** Opening MATERIAL PROVIDED block **
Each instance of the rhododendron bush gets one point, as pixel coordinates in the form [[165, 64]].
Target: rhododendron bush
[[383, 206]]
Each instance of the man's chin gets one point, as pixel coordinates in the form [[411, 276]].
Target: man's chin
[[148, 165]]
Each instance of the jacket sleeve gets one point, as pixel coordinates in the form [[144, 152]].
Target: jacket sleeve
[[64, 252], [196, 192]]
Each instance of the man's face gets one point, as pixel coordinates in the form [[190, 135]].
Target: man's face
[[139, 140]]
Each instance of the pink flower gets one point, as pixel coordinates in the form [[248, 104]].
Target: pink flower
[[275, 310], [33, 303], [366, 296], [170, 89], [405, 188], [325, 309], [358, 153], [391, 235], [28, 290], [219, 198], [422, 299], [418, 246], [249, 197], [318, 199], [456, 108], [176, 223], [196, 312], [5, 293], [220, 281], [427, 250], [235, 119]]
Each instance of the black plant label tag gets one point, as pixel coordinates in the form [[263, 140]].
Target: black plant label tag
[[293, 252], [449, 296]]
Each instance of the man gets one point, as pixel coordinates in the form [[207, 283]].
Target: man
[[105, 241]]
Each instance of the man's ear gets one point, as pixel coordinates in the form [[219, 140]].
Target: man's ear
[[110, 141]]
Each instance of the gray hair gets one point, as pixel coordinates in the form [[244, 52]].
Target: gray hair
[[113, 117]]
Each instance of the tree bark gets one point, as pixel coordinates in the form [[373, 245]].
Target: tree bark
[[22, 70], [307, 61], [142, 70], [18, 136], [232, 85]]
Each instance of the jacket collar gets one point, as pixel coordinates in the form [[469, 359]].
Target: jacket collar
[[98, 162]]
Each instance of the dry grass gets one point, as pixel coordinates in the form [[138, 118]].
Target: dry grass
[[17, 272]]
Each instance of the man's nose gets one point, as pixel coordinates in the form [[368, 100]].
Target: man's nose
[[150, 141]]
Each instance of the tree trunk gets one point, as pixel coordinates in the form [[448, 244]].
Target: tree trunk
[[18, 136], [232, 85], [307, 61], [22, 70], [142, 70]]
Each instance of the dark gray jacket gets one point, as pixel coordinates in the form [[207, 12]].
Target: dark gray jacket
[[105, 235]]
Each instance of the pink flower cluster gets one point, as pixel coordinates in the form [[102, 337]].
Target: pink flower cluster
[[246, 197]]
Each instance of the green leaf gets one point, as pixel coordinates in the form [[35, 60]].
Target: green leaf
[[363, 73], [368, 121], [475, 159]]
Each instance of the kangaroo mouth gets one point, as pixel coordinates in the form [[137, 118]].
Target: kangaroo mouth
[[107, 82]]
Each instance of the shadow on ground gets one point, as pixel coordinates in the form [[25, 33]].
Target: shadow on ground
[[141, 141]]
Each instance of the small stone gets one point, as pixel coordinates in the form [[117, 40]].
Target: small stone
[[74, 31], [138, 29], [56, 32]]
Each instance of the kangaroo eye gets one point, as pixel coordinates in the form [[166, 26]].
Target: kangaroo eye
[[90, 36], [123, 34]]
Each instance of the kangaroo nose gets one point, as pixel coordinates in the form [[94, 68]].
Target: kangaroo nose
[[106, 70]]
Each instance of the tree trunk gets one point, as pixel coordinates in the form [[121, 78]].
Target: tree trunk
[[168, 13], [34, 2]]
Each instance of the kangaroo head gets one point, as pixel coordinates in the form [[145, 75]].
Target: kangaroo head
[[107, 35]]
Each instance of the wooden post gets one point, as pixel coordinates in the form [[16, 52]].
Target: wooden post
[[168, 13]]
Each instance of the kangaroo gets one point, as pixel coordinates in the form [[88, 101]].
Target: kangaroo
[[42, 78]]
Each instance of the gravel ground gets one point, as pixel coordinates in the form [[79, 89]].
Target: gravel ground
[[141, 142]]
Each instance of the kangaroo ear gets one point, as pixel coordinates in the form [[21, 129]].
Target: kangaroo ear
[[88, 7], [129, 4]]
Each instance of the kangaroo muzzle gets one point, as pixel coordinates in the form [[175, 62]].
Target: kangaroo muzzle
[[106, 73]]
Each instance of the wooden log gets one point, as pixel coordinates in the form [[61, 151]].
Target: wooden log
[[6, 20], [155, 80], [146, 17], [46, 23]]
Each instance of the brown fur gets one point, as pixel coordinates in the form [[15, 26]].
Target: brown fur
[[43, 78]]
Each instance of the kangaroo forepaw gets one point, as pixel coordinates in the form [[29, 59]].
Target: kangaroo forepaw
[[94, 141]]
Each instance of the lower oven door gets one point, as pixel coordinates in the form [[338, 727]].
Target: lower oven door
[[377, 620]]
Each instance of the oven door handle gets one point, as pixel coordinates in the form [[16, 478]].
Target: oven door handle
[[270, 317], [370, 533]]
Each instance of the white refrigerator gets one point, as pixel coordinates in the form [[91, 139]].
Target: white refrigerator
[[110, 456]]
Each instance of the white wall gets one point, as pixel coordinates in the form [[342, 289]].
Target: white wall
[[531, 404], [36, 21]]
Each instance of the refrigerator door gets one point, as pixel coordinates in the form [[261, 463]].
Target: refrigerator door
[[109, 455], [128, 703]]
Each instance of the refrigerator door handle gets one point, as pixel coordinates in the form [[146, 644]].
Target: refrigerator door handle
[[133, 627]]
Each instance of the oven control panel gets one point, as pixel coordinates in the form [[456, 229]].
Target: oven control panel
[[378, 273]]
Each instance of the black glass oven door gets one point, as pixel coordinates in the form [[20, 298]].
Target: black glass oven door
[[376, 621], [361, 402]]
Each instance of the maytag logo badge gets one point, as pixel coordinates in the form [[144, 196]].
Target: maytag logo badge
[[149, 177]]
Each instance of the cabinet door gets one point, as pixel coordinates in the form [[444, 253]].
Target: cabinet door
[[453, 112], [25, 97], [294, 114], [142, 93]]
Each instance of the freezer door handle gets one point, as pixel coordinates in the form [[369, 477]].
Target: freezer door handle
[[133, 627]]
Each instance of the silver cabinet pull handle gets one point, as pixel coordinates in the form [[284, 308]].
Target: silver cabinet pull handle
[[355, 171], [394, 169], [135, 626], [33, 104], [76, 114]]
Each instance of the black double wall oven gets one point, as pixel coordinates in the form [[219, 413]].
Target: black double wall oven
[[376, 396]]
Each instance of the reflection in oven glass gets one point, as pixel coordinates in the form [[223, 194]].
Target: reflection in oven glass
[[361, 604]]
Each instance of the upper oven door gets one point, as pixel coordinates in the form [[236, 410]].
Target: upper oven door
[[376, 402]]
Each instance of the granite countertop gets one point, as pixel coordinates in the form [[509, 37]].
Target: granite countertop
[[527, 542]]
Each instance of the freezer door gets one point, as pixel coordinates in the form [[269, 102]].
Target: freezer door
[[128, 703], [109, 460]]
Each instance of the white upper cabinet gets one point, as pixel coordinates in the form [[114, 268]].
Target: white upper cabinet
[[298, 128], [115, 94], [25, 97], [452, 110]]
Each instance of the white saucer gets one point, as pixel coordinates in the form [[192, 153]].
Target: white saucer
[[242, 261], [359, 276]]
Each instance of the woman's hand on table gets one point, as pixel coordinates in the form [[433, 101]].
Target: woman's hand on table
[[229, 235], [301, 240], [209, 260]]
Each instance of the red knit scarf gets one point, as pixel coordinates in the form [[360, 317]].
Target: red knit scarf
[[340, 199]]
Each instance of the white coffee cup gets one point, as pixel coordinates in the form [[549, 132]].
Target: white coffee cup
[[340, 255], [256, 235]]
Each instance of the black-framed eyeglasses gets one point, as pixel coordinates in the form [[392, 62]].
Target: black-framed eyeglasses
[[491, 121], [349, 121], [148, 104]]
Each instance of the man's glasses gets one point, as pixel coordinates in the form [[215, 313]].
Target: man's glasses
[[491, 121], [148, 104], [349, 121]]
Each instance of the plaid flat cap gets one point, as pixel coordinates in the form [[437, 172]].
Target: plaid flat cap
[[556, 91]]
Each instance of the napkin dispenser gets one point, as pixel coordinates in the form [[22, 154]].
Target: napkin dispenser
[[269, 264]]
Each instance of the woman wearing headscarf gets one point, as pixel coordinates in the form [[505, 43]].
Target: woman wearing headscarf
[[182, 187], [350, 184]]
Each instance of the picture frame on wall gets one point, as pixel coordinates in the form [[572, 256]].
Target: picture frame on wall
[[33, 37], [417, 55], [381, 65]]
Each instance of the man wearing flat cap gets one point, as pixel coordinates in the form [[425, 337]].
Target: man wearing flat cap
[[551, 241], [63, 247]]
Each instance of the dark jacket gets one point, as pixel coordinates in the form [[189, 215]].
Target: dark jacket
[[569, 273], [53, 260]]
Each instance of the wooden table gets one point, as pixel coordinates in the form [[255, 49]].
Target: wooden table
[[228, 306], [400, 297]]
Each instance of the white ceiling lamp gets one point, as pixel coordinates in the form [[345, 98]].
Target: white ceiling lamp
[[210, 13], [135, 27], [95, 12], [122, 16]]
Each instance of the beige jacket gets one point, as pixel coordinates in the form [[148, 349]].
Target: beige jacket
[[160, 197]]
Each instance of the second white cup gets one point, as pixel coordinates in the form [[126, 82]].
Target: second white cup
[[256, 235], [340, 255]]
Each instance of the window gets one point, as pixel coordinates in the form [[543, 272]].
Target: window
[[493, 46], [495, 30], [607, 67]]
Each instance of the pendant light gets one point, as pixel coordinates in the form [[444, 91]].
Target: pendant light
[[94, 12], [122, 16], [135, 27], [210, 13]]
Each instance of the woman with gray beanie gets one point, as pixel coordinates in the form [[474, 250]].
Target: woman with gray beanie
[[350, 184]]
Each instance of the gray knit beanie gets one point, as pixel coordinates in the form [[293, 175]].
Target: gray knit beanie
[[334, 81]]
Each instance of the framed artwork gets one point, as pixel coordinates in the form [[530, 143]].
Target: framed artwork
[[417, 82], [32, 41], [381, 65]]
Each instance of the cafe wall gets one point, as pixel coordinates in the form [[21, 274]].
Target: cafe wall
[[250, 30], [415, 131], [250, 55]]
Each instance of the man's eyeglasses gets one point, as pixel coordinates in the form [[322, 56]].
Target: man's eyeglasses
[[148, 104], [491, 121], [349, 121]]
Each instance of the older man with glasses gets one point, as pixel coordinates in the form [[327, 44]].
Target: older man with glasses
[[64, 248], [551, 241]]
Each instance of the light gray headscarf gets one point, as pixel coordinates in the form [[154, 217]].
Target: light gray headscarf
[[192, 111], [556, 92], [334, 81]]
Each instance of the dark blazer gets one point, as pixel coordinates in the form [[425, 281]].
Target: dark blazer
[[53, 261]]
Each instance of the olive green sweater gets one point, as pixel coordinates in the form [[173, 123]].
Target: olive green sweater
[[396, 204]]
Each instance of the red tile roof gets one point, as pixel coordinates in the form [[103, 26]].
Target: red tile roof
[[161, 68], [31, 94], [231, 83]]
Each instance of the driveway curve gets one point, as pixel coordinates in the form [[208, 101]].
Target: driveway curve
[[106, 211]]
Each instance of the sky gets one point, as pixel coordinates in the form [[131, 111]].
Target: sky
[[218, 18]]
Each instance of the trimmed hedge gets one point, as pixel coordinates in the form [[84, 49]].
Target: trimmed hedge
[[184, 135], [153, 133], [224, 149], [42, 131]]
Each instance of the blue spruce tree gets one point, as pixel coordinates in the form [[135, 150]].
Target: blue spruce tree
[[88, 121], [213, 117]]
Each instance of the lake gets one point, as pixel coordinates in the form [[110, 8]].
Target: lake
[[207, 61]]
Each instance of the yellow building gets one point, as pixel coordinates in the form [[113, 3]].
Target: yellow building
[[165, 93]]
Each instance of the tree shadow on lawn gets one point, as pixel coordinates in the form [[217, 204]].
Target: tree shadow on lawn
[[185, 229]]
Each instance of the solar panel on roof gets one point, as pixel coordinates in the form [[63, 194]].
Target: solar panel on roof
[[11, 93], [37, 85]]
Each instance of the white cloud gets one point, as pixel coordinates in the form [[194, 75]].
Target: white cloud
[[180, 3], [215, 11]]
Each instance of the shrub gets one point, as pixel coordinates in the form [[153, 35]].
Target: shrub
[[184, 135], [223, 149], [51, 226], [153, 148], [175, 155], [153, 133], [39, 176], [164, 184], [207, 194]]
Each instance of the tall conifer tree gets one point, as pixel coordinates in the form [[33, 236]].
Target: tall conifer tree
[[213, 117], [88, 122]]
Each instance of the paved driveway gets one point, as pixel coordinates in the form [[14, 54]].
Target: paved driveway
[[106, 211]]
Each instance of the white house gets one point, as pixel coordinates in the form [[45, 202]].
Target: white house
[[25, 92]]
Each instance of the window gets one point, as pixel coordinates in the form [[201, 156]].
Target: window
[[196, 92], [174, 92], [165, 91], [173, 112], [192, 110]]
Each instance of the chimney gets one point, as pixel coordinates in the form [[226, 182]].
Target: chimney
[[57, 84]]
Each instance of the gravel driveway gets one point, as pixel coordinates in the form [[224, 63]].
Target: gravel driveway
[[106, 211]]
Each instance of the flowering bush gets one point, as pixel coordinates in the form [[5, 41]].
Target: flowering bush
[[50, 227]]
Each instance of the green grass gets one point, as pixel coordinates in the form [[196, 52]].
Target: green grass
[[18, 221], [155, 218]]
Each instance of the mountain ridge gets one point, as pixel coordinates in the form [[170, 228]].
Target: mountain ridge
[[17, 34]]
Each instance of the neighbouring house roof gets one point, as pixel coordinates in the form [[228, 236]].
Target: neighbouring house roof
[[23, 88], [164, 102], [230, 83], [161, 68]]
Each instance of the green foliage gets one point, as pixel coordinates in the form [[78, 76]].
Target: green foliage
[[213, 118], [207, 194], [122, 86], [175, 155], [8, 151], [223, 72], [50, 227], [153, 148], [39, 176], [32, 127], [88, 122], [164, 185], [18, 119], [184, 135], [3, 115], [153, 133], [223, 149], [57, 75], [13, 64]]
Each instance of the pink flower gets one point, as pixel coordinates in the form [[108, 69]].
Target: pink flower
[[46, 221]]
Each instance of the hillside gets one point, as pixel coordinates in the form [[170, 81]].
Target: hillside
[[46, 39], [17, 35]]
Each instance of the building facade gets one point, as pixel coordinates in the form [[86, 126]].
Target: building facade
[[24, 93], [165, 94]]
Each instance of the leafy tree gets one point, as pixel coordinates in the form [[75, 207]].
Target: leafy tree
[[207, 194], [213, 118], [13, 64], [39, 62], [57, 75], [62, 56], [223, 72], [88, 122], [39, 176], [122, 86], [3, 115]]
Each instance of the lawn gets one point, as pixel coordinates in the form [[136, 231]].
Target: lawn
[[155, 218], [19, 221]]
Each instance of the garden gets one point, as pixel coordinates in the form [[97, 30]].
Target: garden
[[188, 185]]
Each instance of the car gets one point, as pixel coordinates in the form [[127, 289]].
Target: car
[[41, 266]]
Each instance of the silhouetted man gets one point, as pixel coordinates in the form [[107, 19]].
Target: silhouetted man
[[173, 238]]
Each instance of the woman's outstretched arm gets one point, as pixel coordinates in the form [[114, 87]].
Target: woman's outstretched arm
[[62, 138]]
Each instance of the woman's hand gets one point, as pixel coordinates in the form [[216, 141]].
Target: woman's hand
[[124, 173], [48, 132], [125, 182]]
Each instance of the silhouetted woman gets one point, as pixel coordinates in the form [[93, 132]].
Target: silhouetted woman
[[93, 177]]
** Closing MATERIAL PROVIDED block **
[WHAT YOU HAVE TO DO] The answer must hold exactly the lines of the entries above, from the first line through the line that contains "Each instance of the jacket sleeve", and no others.

[YOUR RESPONSE]
Each instance of the rhododendron bush gets one point, as pixel coordinates in the form [[165, 64]].
Target: rhododendron bush
[[383, 206]]
Each instance of the man's chin gets one point, as pixel coordinates in the form [[411, 276]].
Target: man's chin
[[148, 165]]
Each instance of the jacket sleeve gets one point, as pixel coordinates in the form [[144, 152]].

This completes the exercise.